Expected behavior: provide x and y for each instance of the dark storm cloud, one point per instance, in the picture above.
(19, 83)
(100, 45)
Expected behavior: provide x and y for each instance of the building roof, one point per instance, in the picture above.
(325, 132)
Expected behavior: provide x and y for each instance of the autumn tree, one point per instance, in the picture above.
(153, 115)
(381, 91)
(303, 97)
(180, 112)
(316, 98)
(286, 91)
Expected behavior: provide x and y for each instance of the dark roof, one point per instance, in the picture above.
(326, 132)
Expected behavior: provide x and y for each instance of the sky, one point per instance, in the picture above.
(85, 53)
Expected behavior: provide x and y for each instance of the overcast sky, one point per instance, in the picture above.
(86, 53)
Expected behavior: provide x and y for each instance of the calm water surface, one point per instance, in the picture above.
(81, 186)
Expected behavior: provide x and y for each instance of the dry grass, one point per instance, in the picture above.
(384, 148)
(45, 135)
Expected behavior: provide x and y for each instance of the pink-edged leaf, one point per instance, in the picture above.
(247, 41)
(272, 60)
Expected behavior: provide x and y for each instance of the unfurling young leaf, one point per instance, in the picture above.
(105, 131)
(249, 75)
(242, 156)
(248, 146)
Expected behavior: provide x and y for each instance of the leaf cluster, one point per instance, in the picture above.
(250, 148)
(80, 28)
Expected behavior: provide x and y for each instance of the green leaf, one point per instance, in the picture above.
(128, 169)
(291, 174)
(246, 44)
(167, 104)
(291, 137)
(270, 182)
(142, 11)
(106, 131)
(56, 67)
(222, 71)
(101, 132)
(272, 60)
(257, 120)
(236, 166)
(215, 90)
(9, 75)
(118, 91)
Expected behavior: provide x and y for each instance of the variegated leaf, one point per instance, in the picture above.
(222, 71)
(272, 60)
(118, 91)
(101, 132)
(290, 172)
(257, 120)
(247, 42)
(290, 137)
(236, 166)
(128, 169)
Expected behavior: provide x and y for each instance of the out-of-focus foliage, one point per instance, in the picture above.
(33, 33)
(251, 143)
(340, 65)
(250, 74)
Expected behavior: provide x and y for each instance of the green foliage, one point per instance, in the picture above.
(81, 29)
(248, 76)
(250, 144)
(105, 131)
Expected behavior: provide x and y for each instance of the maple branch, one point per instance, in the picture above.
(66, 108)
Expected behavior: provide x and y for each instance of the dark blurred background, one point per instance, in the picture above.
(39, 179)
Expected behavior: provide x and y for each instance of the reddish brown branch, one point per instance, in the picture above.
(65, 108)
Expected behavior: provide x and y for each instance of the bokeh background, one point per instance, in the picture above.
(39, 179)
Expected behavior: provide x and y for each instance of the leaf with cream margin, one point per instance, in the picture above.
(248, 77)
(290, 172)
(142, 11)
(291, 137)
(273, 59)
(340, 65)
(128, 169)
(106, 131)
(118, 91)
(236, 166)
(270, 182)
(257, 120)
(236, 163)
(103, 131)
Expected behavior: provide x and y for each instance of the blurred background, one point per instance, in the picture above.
-=-=-
**Stated exercise**
Format all of the data above as a numbered list, dropping any blank lines.

**Written reply**
1. Expected behavior: provide x and y for each instance of the dark storm cloud, one point per instance, in the picture above.
2. (19, 83)
3. (100, 45)
4. Expected behavior: provide x and y for each instance of the building roof, one point per instance, in the picture above.
5. (325, 132)
6. Expected behavior: provide x and y for each instance of the autumn tree, one point per instance, in the picture above.
7. (153, 115)
8. (381, 91)
9. (303, 97)
10. (180, 112)
11. (316, 98)
12. (286, 91)
13. Expected behavior: provide x and y for each instance of the dark roof, one point per instance, in the picture above.
14. (326, 132)
15. Expected behavior: provide x and y for each instance of the sky, one point per instance, in the picture above.
16. (85, 53)
17. Expected behavior: provide x and y for each instance of the overcast sky, one point per instance, in the picture above.
18. (86, 53)
19. Expected behavior: provide x and y for each instance of the calm water surface, one point per instance, in the picture above.
20. (81, 186)
21. Expected behavior: provide x and y for each instance of the dry grass, one point per instance, in the picture above.
22. (384, 148)
23. (45, 135)
24. Expected behavior: provide x and y for each instance of the pink-edged leaf, one point per instance, in the picture above.
25. (247, 41)
26. (272, 60)
27. Expected behavior: provide x and y for each instance of the unfurling young leaf, one point per instance, in the picture above.
28. (105, 131)
29. (249, 75)
30. (242, 156)
31. (248, 146)
32. Expected behavior: provide x and y for each instance of the leaf cluster, one point per instance, in the picture above.
33. (250, 148)
34. (80, 28)
35. Expected behavior: provide x and y for each instance of the green leaf, one point per instance, in the picture above.
36. (128, 169)
37. (291, 174)
38. (246, 44)
39. (167, 104)
40. (291, 137)
41. (270, 182)
42. (142, 11)
43. (106, 131)
44. (56, 67)
45. (222, 71)
46. (101, 132)
47. (272, 60)
48. (257, 120)
49. (236, 166)
50. (215, 90)
51. (9, 75)
52. (118, 91)
53. Expected behavior: provide x and y for each instance of the variegated leaf, one point per instance, in the picture above.
54. (222, 71)
55. (272, 60)
56. (118, 91)
57. (101, 132)
58. (290, 172)
59. (257, 120)
60. (247, 42)
61. (290, 137)
62. (236, 166)
63. (128, 169)
64. Expected behavior: provide x and y for each instance of the out-of-focus foliage, one point per instance, in the picture above.
65. (33, 33)
66. (251, 143)
67. (340, 65)
68. (250, 74)
69. Expected behavior: provide x and y for each instance of the green foliage, one point per instance, in the picture above.
70. (81, 29)
71. (248, 76)
72. (250, 144)
73. (105, 131)
74. Expected behavior: provide x and y for each instance of the maple branch, one point per instance, in the picture above.
75. (66, 108)
76. Expected behavior: provide x and y for each instance of the dark blurred background, one point per instance, in the picture above.
77. (39, 179)
78. Expected behavior: provide x and y for each instance of the reddish brown branch, one point per instance, in the picture above.
79. (65, 108)
80. Expected behavior: provide x and y for each instance of the bokeh background, one point per instance, in the picture above.
81. (39, 179)
82. Expected behavior: provide x and y for each instance of the leaf with cream margin, one point per instance, in the picture above.
83. (248, 77)
84. (290, 172)
85. (142, 11)
86. (291, 137)
87. (273, 59)
88. (340, 65)
89. (128, 169)
90. (106, 131)
91. (118, 91)
92. (236, 166)
93. (270, 182)
94. (257, 120)
95. (236, 163)
96. (103, 131)
97. Expected behavior: provide x and y for each instance of the blurred background, one point per instance, in the picture above.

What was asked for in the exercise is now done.